Rewrite only the records below that run from the line containing "Task: indicate the brindle" through the line containing "x=427, y=90", both included, keeping every request line. Multiply each x and y coordinate in the answers by 0.9 and round to whole numbers, rounding halves up.

## start

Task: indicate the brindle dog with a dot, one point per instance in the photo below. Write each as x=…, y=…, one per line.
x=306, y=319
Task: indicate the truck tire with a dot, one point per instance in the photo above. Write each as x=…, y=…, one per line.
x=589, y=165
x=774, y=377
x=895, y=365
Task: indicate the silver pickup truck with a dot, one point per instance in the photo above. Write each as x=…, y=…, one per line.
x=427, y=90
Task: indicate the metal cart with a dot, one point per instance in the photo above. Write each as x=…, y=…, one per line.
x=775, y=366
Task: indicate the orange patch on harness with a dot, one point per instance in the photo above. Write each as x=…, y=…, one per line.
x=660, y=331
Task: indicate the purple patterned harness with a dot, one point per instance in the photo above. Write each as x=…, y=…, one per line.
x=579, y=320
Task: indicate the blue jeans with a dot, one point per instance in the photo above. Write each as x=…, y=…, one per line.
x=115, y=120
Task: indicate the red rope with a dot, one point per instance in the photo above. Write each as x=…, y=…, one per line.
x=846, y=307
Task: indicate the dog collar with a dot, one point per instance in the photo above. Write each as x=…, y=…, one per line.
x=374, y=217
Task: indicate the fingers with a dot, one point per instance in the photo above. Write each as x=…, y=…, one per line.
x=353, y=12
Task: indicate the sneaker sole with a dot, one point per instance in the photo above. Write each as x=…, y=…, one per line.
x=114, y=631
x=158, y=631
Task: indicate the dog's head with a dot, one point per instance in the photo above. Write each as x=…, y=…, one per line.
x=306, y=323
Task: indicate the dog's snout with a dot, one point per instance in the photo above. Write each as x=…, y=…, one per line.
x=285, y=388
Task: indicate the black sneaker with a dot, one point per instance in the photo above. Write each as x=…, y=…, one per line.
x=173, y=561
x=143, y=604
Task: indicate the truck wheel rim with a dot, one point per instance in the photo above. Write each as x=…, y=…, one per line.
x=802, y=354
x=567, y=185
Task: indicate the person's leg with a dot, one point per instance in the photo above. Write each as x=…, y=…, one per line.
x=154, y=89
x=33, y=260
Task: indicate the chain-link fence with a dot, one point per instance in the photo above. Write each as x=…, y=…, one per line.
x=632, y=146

## end
## start

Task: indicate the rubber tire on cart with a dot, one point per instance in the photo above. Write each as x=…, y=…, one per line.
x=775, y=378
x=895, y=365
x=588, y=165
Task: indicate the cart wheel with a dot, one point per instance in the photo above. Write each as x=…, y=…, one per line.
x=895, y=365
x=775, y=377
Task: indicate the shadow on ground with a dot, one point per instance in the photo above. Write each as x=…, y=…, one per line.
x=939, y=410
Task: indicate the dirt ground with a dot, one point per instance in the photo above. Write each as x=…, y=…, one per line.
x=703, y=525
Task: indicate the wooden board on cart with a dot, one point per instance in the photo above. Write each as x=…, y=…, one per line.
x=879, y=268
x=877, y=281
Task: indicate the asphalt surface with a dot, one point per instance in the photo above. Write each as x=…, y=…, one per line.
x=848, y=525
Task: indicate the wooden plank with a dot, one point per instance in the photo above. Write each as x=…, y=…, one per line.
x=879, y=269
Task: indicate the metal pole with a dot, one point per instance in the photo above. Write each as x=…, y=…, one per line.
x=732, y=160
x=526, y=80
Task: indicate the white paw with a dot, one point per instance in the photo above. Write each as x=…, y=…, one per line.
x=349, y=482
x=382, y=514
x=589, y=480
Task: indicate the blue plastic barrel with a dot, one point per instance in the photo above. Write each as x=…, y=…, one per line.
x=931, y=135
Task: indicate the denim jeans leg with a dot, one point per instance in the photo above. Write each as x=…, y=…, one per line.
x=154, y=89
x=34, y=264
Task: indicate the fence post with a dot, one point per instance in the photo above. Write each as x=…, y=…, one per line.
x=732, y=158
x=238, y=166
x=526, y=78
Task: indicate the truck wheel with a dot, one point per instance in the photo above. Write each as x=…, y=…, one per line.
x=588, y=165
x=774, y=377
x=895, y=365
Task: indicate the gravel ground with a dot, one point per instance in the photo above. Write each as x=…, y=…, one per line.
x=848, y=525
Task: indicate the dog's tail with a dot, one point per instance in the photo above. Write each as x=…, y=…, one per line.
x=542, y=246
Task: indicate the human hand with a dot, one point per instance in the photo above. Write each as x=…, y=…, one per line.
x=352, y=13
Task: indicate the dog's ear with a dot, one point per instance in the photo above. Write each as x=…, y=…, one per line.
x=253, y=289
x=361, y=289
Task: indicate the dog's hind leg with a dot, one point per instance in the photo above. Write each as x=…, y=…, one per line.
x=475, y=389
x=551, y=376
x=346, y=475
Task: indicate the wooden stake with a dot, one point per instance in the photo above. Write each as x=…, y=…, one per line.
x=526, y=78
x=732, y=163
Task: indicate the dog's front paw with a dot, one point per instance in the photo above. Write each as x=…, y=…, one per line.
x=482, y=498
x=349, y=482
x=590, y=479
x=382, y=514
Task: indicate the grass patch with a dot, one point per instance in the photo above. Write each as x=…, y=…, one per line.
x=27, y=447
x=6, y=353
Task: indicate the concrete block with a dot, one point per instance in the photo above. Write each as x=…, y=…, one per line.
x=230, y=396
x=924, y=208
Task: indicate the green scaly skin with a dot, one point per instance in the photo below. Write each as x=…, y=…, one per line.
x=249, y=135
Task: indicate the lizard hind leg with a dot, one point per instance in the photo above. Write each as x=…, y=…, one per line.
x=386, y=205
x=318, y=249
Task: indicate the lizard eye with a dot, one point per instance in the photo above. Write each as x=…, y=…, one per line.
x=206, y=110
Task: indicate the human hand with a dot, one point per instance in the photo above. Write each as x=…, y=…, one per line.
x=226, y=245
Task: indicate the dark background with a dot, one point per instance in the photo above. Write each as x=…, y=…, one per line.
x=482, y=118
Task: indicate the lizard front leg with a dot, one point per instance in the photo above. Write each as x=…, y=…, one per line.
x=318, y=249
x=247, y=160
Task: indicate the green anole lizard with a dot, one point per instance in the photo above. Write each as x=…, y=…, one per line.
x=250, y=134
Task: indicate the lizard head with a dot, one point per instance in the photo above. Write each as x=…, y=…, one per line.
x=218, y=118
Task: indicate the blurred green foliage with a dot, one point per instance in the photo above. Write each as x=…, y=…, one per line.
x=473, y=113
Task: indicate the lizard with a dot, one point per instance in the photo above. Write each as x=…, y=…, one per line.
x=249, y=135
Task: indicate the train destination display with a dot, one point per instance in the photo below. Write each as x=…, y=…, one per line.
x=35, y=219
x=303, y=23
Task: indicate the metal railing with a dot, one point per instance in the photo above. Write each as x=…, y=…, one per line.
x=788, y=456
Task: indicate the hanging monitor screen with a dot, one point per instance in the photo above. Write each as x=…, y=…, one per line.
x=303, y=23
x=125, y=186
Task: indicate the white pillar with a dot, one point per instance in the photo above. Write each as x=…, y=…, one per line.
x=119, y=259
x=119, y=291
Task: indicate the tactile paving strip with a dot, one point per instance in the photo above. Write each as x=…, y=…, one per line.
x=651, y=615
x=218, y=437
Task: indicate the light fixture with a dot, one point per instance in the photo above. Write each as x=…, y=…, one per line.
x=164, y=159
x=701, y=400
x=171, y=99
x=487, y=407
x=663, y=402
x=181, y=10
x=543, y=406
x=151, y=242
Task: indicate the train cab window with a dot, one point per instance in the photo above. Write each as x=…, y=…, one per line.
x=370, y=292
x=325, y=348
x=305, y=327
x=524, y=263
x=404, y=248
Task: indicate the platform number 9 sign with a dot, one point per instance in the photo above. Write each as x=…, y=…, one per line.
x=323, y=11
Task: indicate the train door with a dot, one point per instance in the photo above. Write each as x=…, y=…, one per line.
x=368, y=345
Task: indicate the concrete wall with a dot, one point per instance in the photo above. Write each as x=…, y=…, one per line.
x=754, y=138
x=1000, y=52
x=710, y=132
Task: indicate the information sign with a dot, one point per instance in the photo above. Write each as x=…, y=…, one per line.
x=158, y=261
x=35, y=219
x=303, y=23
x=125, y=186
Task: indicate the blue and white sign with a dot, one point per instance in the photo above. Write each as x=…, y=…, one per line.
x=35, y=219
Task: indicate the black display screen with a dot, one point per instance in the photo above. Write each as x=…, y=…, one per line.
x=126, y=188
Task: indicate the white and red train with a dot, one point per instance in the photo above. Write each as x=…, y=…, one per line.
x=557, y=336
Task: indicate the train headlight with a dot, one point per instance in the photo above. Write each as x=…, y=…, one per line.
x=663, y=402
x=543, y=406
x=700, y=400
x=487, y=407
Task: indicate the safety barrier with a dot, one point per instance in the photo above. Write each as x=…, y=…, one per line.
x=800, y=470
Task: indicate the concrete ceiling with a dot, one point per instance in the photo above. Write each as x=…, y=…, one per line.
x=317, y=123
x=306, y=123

## end

— RESULT OF THE TASK —
Task: indicate the brindle dog with a dot, one point per instance in the photo below. Write each as x=…, y=…, one per line.
x=275, y=287
Task: indicate the truck tire with a dot, one point per instance in the photo above. Write each as x=…, y=…, one per line.
x=530, y=149
x=697, y=339
x=806, y=329
Task: indicate the silver pickup truck with a dot, one point per instance in the photo above. Write each as x=…, y=…, one per line.
x=384, y=81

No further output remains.